====== 提示された文章

しかし、その子の誤答は x=-2±√(16+16k)

ノートを見ると、ミスの原因がわかりました。

-x^2+4kx+4k=0
x=-4±√(16+16k) / 2
=-4±√(16+16k) / 2
=-2±√(16+16k)


「・・・これ、式の両辺に-1をかけていないのですね」
「え?」
「x^2の係数が負の数のとき、まず、因数分解できるかどうかを見るため、両辺に-1をかけて、x^2の係数を正の数にしますが、それをやっていますか?」
「やってません。必要ですか?」
「・・・絶対に必要なわけではないんですが、x^2の係数は、正の数のほうが、扱いやすいと思いますよ。そういうことをしたことがない?」
「ありません」

中学の頃からうちの教室に通っている子では見ることのない種類のミスでした。
学校の授業でも注意はされていると思うのですが、そういう細かい注意は、口頭でなされるので、ノートに残らないことが多いです。
そのため、身につかなかったのでしょう。
あるいは、「そんなのはどうでもいい」と判断してしまったのか・・・。
それで間違えなければ別に構わないのですが、今回の符号ミスの原因は明らかにそれでした。
すべての符号を変えないまま計算しているのに、分母を-2 とするのを忘れたのだと思うのです。

方程式ならばまだましですが、2次不等式の場合は、x^2の係数が負の数のまま、その都度、放物線が上に凸か下に凸かあれこれと頭をひねって解いている子を見たこともあります。
簡単なことを複雑にしてしまっています。
どうでもいいようなことですし、それをやらなくても正解は出せるけれど、やったほうがミスはしにくいのです。
常に同じ計算方法を行うことで、計算は安定し、速くなります。

また、明らかに、xの1次の項の係数-4kの「k」が飛んでしまっていました。
解の公式を使うときに、x以外の文字はすべて係数なのですが、見落としてしまうのは、よくあるミスです。

さらに問題は、√ の中身の整理。
√ の中身を外に出す方法を知らなかったのか、それとも、うっかり忘れたのか。
間違った式とはいえ、せめて、
√(16+16k)=4√(1+k)
と直したい。
正しくは、√(16k^2+16k)=4√(k^2+k)
√16=4ですから、その部分は√ の外に出すことができるのです。
丁寧に書いていくならば、
√(16k^2+16k)
=√16・√(k^2+k)
=4√(k^2+k)
となります。
平方根を深く理解していないと、平方根が出てくる度に計算ミスをしてしまう、ということが起こります。

============
====== データエントリ

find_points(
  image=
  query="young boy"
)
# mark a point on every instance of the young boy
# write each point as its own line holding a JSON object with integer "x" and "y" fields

============
====== データエントリ

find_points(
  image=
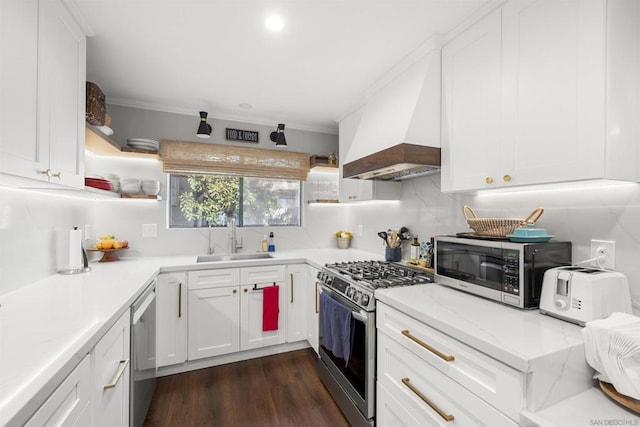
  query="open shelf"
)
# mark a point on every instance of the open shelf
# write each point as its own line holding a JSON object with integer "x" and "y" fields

============
====== データエントリ

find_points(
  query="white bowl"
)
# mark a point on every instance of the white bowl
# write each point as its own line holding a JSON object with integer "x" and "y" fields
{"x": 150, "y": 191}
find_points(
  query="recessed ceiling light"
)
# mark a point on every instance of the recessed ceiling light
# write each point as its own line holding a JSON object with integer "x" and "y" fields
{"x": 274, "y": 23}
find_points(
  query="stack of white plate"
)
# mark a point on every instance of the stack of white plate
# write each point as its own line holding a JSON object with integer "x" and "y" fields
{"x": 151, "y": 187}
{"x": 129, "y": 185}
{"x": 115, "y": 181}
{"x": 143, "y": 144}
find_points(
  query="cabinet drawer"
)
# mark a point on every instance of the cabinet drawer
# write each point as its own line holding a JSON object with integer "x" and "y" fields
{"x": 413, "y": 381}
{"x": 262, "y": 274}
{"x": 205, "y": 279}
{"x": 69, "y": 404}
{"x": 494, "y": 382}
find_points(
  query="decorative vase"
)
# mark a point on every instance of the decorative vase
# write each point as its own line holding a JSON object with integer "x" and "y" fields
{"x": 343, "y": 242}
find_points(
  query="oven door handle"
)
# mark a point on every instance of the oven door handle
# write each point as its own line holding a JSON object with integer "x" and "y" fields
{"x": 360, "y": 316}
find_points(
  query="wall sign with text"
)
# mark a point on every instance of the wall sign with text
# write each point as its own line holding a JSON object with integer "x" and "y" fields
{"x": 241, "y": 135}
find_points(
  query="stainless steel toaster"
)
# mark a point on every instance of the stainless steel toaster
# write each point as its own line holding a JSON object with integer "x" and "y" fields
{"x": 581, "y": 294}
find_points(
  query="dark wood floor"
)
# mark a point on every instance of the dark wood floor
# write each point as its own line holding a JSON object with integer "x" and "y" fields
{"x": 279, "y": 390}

============

» **課題のねらい**
二次方程式の誤答を分析した文章を、最後の文の後から書き進めてください。

» **課題の解答**
また、分母を払うならば、分子の2つの項は平等に2で約分しなければならないのですが、整数の部分のみ約分し、√ のほうは放置してしまっていました。
このあたりも、間違えてしまう子が多いです。

中学1年生の計算問題で言えば、

4+3a / 8
=1+3a / 2

というように、4と8だけ約分し、3aはそのままにしてしまうミスをする子は多いです。
解説するとそのときはわかった顔をするのですが、「作業手順」として覚えようとするだけで、なぜそうしてはいけないのか、本質は理解しなかった様子で、しばらく経つとまた同じミスをしてしまうのです。

前にも書きましたが、小学校の頃だけ計算重視の塾に通っても、中学で十分に計算練習をしなかったため、小学校では学習しない種類の計算に弱い子は多いです。

上のような文字式の約分。
文字式の通分。
負の数の計算。
式の変形。
指数計算。
平方根の計算。

中学で学習する計算内容に習熟していないと、高校の数学で計算力不足が大きく足を引っ張ります。
そもそも小学生の頃から計算が苦手という場合もありますが、
中高一貫校の生徒で、中学進学後に気持ちが緩んで、あまり勉強しなかったために、中学数学がよく身についていず、正しい計算ができない、という場合も多いです。

特に指数計算は深刻で、2^3=6 としてしまう癖が、なかなか治らない・・・という子がいます。
累乗が理解できないほど理解力のない子ではないのですが、学習した最初に間違えて覚えてしまったため、その記憶を修正するのが難しく、直しても、直しても、少し時間が経つとまた誤解が復活していました。
時間が経つと、またふっとわからなくなるのです。
指数に対するその認識で、高校数学の「数列」や、「指数関数・対数関数」を学習するのは、本当に大変でした。

小学生のときだけでなく、中学の時期にも、数学的に重要なことを学ぶのですが、高校受験がないので定着しない・・・。
これは、中高一貫校の最大の欠点で、意識して練習しないと、数学で浮上できなくなります。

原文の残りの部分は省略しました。